DATA FOR THIS TASK:
• • • •
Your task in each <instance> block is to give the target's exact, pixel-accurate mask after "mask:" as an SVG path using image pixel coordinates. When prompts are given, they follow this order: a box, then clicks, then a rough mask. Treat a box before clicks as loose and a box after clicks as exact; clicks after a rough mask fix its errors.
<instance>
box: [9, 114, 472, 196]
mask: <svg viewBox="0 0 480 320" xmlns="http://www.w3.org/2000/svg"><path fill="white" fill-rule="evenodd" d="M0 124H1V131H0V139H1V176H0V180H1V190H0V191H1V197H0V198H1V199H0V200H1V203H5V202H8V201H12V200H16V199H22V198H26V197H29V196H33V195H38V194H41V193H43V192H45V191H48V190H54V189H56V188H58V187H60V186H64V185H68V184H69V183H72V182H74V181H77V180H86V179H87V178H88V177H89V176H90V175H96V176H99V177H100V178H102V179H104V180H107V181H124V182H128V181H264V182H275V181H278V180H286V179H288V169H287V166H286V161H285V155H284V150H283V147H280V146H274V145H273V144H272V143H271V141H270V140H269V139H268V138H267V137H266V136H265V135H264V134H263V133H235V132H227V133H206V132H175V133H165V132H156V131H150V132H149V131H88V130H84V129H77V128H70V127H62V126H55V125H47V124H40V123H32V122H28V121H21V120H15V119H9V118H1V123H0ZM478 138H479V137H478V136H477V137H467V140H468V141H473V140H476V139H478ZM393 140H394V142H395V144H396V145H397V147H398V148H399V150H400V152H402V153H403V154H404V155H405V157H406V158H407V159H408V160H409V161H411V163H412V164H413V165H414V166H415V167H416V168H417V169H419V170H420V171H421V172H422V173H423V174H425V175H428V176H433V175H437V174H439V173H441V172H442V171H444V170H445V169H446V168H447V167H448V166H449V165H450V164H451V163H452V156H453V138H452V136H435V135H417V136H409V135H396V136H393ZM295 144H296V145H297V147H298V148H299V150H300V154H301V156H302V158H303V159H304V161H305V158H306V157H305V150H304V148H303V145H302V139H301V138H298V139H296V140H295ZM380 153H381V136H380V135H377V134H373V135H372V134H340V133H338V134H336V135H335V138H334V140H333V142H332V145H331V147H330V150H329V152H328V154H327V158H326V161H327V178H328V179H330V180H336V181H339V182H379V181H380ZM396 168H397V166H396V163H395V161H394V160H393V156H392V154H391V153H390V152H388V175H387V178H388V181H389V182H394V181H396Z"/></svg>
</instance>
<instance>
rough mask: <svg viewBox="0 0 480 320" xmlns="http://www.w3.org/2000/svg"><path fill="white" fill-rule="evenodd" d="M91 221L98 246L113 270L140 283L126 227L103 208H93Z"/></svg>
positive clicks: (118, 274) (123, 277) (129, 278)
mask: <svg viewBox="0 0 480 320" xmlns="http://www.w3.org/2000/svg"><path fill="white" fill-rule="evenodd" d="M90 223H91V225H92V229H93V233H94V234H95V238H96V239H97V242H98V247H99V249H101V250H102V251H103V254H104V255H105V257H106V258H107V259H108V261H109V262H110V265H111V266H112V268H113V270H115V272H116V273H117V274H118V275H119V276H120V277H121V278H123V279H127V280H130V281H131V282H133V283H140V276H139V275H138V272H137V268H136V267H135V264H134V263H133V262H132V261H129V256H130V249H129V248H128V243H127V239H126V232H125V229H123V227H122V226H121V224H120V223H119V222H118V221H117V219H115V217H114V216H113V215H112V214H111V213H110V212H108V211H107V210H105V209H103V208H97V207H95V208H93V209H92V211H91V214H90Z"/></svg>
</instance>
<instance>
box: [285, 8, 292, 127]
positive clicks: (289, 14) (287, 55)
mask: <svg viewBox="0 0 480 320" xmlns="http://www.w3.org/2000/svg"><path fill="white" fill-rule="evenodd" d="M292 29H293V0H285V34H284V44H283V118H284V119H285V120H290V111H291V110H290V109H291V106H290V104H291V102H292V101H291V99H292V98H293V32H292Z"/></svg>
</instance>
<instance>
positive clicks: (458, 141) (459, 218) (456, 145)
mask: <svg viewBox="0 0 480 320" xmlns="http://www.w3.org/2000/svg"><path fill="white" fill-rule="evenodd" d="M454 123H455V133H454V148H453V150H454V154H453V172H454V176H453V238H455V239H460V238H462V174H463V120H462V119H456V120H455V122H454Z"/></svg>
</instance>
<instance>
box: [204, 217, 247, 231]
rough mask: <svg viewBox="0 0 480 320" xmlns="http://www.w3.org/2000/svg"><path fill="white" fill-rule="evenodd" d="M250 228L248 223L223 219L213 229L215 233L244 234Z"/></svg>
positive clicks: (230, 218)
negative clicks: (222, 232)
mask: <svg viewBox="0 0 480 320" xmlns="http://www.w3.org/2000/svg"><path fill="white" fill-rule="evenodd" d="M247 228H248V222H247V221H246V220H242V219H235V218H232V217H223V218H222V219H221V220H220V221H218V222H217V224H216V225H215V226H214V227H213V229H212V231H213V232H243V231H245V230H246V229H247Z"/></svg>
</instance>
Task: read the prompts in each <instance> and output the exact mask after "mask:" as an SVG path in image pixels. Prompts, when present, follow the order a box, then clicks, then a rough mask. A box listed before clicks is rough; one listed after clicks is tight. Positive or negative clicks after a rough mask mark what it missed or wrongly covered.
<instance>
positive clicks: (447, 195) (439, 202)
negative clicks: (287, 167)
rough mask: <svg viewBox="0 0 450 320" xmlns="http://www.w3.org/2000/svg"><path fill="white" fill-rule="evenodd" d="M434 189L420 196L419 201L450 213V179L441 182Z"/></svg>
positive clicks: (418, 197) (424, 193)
• • • •
YOUR ASSIGNMENT: Each entry above is to be copied out exactly as written.

RESPONSE BELOW:
Your task in each <instance> block is to give the target's exact, pixel-accurate mask after "mask:" as an SVG path using image pixel coordinates. When prompts are given, they follow this order: a box, then clicks, then a rough mask. Treat a box before clicks as loose and a box after clicks as exact; clicks after a rough mask fix its errors.
<instance>
box: [9, 114, 472, 196]
mask: <svg viewBox="0 0 480 320" xmlns="http://www.w3.org/2000/svg"><path fill="white" fill-rule="evenodd" d="M0 124H1V131H0V139H1V176H0V180H1V190H0V191H1V197H0V198H1V199H0V200H1V203H5V202H8V201H12V200H16V199H22V198H26V197H29V196H33V195H38V194H41V193H43V192H45V191H48V190H54V189H56V188H58V187H60V186H64V185H68V184H69V183H72V182H74V181H77V180H86V179H87V178H88V177H89V176H90V175H96V176H99V177H100V178H102V179H104V180H107V181H124V182H128V181H264V182H275V181H278V180H286V179H288V169H287V166H286V161H285V155H284V150H283V147H280V146H274V145H273V144H272V143H271V141H270V140H269V139H268V138H267V137H266V136H265V135H264V134H263V133H235V132H227V133H206V132H175V133H165V132H156V131H150V132H149V131H88V130H84V129H77V128H70V127H62V126H55V125H47V124H40V123H32V122H28V121H21V120H15V119H9V118H1V123H0ZM478 138H479V137H478V136H477V137H467V140H468V141H473V140H476V139H478ZM393 140H394V142H395V144H396V145H397V147H398V148H399V150H400V152H402V153H403V154H404V155H405V157H406V158H407V159H408V160H409V161H411V163H412V164H413V165H414V166H415V167H416V168H417V169H419V170H420V171H421V172H422V173H423V174H425V175H428V176H433V175H437V174H439V173H441V172H442V171H444V170H445V169H446V168H447V167H448V166H449V165H450V164H451V163H452V156H453V138H452V136H435V135H417V136H409V135H396V136H393ZM295 144H296V145H297V147H298V148H299V150H300V154H301V156H302V158H303V159H304V161H305V158H306V157H305V150H304V148H303V145H302V139H301V138H298V139H296V140H295ZM380 153H381V136H380V135H377V134H373V135H372V134H340V133H338V134H336V135H335V138H334V140H333V142H332V145H331V147H330V150H329V152H328V154H327V158H326V161H327V178H328V179H330V180H336V181H339V182H379V181H380ZM396 168H397V166H396V163H395V161H394V160H393V156H392V154H391V153H390V152H388V175H387V178H388V181H389V182H394V181H396Z"/></svg>
</instance>
<instance>
rough mask: <svg viewBox="0 0 480 320" xmlns="http://www.w3.org/2000/svg"><path fill="white" fill-rule="evenodd" d="M91 221L98 246L113 270L140 283L126 227L103 208H93Z"/></svg>
positive clicks: (118, 274) (123, 277) (129, 278)
mask: <svg viewBox="0 0 480 320" xmlns="http://www.w3.org/2000/svg"><path fill="white" fill-rule="evenodd" d="M90 223H91V225H92V229H93V233H94V234H95V238H96V239H97V242H98V247H99V249H101V250H102V251H103V254H104V255H105V257H106V258H107V259H108V261H109V262H110V265H111V266H112V268H113V270H115V272H116V273H117V274H118V275H119V276H120V277H121V278H123V279H127V280H130V281H131V282H133V283H140V276H139V275H138V272H137V268H136V267H135V264H134V263H133V262H132V261H129V256H130V249H129V248H128V243H127V239H126V232H125V229H123V227H122V226H121V224H120V223H119V222H118V221H117V219H115V217H114V216H113V215H112V214H111V213H110V212H108V211H107V210H105V209H103V208H97V207H95V208H93V209H92V211H91V214H90Z"/></svg>
</instance>
<instance>
box: [285, 8, 292, 127]
positive clicks: (289, 14) (287, 55)
mask: <svg viewBox="0 0 480 320" xmlns="http://www.w3.org/2000/svg"><path fill="white" fill-rule="evenodd" d="M292 29H293V0H285V34H284V44H283V118H284V119H285V120H290V111H291V110H290V109H291V106H290V104H291V102H292V101H291V99H292V98H293V32H292Z"/></svg>
</instance>
<instance>
positive clicks: (458, 141) (459, 218) (456, 145)
mask: <svg viewBox="0 0 480 320" xmlns="http://www.w3.org/2000/svg"><path fill="white" fill-rule="evenodd" d="M454 123H455V133H454V148H453V150H454V154H453V172H454V176H453V238H455V239H460V238H462V174H463V120H462V119H456V120H455V122H454Z"/></svg>
</instance>
<instance>
box: [204, 217, 247, 231]
rough mask: <svg viewBox="0 0 480 320" xmlns="http://www.w3.org/2000/svg"><path fill="white" fill-rule="evenodd" d="M250 228L248 223L223 219L213 229L215 233L244 234Z"/></svg>
positive clicks: (230, 218)
negative clicks: (222, 232)
mask: <svg viewBox="0 0 480 320" xmlns="http://www.w3.org/2000/svg"><path fill="white" fill-rule="evenodd" d="M247 228H248V222H247V221H246V220H242V219H235V218H232V217H223V218H222V219H221V220H220V221H218V222H217V224H216V225H215V226H214V227H213V229H212V231H213V232H243V231H245V230H246V229H247Z"/></svg>
</instance>
Task: read the prompts in each <instance> and output the exact mask after "mask:" as an SVG path in image pixels. Prompts, when present, follow the order a box, then clicks, then a rough mask. A box listed before clicks is rough; one listed after clicks is tight. Positive or negative clicks after a rough mask mark what it missed or wrongly covered.
<instance>
positive clicks: (447, 195) (439, 202)
negative clicks: (287, 167)
rough mask: <svg viewBox="0 0 450 320" xmlns="http://www.w3.org/2000/svg"><path fill="white" fill-rule="evenodd" d="M434 189L420 196L419 201L450 213V179L441 182Z"/></svg>
positive clicks: (418, 197) (424, 193)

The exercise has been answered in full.